State how many lines of the rows below contain the string "jersey". Case counts; give only the number.

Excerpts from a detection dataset
○ ○ ○ ○ ○ ○ ○

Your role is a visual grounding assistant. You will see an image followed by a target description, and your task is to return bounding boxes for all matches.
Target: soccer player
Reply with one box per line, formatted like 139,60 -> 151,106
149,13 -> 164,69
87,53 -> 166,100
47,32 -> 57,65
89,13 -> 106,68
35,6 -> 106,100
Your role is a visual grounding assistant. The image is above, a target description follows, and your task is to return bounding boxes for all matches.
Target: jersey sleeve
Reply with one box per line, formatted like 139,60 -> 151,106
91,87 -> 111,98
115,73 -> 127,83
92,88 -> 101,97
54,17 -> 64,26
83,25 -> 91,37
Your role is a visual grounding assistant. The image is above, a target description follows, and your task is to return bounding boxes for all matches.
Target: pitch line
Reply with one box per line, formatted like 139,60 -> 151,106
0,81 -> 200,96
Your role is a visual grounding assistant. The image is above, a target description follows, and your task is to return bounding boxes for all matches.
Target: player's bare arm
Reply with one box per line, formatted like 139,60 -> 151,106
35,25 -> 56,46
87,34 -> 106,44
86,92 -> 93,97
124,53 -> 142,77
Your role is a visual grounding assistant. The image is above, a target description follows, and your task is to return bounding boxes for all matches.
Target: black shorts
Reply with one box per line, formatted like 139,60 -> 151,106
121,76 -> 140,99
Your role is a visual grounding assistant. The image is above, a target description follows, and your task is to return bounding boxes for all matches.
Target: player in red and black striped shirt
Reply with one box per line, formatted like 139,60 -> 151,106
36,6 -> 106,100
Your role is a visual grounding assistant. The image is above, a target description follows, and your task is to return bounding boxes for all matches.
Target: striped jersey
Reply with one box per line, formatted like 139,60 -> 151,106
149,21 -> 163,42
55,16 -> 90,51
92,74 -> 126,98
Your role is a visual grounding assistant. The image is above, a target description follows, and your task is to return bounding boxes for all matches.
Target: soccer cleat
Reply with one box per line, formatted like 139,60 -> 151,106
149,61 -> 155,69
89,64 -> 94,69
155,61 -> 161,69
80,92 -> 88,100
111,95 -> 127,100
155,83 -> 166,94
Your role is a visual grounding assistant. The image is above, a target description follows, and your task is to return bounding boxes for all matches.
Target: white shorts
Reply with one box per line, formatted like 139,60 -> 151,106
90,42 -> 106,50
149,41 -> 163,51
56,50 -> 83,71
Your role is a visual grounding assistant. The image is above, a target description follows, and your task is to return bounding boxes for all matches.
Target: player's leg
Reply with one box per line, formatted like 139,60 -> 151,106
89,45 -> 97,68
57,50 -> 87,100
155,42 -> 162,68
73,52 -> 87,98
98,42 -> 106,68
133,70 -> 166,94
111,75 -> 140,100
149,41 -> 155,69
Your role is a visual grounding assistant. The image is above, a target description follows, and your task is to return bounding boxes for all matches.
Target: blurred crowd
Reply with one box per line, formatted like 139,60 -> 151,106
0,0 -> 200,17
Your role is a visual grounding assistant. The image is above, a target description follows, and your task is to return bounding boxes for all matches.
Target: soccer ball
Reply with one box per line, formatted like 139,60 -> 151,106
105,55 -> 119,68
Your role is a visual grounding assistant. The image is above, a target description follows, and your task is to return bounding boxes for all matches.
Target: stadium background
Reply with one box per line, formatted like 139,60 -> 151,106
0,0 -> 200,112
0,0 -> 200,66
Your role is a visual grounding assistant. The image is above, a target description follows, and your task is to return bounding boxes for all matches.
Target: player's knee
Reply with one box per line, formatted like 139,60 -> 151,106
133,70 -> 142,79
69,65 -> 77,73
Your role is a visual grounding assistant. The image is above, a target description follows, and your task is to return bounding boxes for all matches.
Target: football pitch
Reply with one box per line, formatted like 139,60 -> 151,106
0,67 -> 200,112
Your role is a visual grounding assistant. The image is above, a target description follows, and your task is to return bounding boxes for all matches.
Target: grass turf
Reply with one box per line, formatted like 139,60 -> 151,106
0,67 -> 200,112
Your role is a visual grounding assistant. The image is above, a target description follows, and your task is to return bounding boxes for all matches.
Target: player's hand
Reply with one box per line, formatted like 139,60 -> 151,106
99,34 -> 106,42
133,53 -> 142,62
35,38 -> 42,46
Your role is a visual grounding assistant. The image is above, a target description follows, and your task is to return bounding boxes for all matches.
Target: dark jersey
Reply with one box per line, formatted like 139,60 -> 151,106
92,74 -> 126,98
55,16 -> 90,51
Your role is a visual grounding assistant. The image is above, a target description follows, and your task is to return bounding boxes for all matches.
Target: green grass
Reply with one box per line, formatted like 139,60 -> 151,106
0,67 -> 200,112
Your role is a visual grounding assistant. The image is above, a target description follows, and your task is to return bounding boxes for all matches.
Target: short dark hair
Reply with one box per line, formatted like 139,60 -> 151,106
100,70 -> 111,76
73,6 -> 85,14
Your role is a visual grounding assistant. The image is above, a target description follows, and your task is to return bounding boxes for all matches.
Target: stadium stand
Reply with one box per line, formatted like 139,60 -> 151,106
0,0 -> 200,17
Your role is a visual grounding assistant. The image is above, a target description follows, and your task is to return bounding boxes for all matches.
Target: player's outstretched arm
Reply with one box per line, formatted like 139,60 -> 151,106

○ ○ ○ ○ ○ ○ ○

RESPONSE BELOW ▸ 3